Could you give the lines below as a numbered list, from the line with "Identify the picnic" through the last line, leaving out blank lines and the pictures?

### Available data
------------------------------------------------------------------------

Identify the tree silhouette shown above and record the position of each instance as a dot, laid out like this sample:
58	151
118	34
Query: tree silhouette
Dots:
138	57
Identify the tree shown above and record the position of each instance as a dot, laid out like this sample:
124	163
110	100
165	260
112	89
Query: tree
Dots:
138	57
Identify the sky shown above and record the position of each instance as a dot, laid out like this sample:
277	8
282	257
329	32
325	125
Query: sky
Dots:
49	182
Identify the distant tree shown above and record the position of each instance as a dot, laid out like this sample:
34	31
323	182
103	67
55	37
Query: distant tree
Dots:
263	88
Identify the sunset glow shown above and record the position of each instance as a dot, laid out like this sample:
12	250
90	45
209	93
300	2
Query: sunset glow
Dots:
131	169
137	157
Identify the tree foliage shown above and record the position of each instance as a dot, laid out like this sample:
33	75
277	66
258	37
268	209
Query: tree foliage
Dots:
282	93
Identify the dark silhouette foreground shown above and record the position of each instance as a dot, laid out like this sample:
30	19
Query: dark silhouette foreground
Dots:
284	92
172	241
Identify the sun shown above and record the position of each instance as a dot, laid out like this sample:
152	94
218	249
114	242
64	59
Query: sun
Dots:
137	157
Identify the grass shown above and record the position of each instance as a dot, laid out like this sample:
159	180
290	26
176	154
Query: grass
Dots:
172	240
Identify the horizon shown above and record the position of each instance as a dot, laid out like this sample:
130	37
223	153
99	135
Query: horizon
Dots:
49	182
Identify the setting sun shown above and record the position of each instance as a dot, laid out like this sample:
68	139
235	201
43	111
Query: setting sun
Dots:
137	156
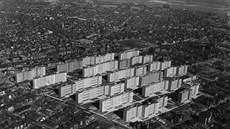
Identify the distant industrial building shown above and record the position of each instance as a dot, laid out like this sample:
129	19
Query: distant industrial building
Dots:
30	74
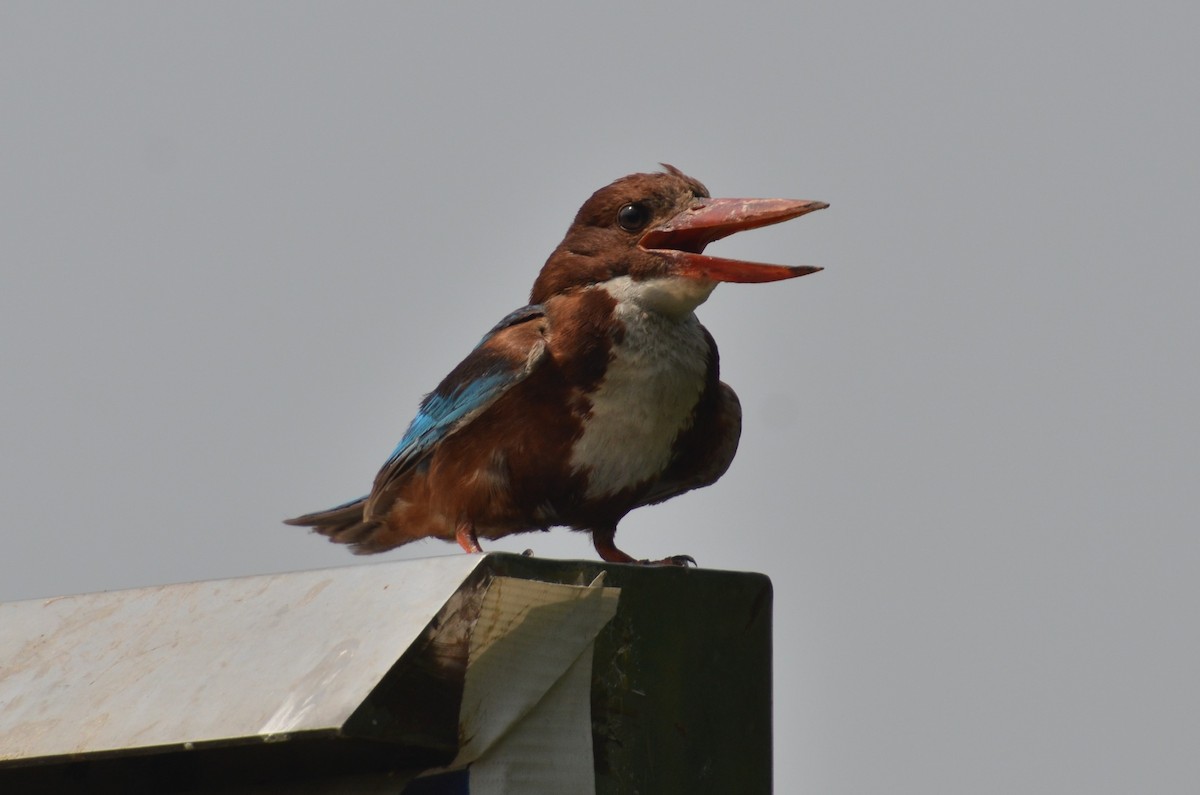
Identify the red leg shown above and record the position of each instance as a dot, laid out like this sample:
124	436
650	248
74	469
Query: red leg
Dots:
603	539
465	533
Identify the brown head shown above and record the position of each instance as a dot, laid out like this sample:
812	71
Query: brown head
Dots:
655	227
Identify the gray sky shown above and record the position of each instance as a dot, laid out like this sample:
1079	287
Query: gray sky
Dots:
239	241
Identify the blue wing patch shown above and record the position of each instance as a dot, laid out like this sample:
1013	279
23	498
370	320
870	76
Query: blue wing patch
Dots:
479	380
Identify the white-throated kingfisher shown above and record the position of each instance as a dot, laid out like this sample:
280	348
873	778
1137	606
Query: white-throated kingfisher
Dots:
600	396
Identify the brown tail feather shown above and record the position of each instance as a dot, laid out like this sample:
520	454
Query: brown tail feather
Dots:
342	525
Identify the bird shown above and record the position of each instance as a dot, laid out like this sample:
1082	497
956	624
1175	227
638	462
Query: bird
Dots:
599	396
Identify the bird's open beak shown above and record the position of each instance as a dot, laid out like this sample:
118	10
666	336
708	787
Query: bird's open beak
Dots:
682	238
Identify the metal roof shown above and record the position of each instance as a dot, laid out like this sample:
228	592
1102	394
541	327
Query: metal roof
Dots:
219	661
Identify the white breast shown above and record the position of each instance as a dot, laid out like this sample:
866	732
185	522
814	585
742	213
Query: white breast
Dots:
653	382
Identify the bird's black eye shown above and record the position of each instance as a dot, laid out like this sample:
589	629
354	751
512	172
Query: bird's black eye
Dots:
633	216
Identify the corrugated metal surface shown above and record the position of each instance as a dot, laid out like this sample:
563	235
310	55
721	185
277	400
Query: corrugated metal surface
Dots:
252	657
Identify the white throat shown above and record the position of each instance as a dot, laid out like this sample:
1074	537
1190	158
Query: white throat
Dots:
652	386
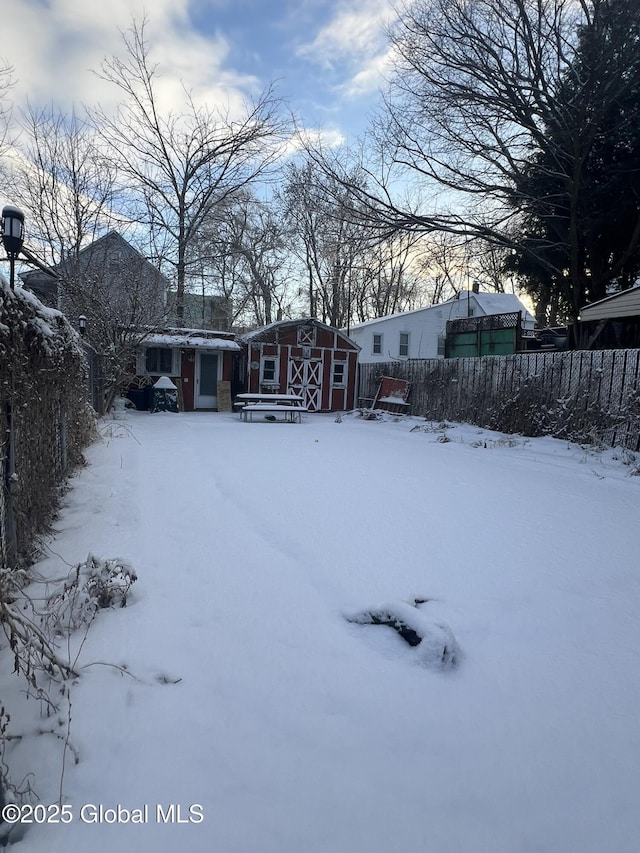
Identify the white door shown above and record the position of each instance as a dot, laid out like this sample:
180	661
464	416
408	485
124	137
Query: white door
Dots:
207	369
305	378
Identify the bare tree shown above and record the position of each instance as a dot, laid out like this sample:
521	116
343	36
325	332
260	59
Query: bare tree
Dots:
180	166
482	91
6	84
64	182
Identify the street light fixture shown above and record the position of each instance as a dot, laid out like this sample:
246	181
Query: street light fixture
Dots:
12	235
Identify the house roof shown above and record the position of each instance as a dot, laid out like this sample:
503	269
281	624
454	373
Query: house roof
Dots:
112	237
189	338
623	304
490	303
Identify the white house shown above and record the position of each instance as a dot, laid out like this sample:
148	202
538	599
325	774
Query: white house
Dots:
421	333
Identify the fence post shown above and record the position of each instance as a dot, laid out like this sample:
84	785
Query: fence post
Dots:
10	538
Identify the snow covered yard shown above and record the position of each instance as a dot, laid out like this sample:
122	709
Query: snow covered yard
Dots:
296	731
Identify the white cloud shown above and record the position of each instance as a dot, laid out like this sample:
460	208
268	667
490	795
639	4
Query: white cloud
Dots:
65	40
355	41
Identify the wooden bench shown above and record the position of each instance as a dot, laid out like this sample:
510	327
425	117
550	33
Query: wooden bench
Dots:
293	414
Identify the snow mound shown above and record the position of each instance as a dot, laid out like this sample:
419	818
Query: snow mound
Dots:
433	642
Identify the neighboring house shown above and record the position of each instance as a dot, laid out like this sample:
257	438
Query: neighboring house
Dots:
303	357
196	360
611	323
201	311
107	276
421	333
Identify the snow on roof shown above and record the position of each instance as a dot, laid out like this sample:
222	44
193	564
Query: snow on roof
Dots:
182	338
258	333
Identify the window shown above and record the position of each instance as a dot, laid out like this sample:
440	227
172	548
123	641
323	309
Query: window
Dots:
339	373
269	371
159	360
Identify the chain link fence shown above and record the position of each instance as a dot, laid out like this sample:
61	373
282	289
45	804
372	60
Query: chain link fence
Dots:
585	396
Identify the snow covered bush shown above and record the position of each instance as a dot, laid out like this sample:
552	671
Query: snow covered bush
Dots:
45	420
94	585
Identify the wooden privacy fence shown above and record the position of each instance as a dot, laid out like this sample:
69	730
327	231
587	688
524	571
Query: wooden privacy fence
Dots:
585	396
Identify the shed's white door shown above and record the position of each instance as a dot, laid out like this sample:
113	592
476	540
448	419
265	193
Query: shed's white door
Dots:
305	378
207	368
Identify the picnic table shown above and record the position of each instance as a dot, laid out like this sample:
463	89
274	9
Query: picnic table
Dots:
289	405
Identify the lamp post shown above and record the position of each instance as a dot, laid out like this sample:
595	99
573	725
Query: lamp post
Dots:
12	235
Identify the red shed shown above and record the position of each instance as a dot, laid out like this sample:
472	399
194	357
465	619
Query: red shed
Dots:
303	357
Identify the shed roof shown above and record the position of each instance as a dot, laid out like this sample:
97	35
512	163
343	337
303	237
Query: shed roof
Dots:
264	331
490	303
623	304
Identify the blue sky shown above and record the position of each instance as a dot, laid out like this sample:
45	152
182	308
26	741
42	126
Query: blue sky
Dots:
326	57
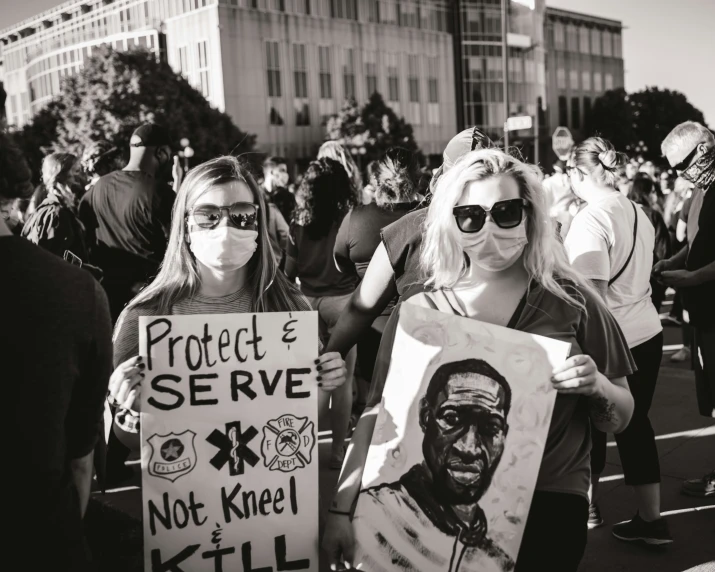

------------------------------------------------------------------------

### Result of this task
1. Identify the picnic table shown above and record the position of each instance as a dot, laid out like this sample:
2. 463	89
3. 274	9
4. Query: picnic table
5. Dots:
6. 289	405
7. Identify the lamp post shown above and record the position of each instance as a dot, laid out like this sample:
8. 595	99
9. 573	725
10. Query: lamp post
11. Dots:
12. 12	235
13. Identify the red shed shown above and record the position of each instance as a dot, laid out like this sample:
14. 472	399
15. 194	357
16. 465	619
17. Query: red shed
18. Dots:
19. 303	357
20. Identify the shed roof shown above and record the position of each instance as a dot, laid out like this sample:
21. 97	35
22. 512	163
23. 343	337
24. 303	237
25. Query: shed roof
26. Dots:
27. 264	331
28. 490	303
29. 623	304
30. Identify the blue sky shown above and record the position of each instance as a dot, laid out like this sample:
31. 45	152
32. 182	308
33. 26	741
34. 42	126
35. Query: blue sky
36. Dots:
37. 326	57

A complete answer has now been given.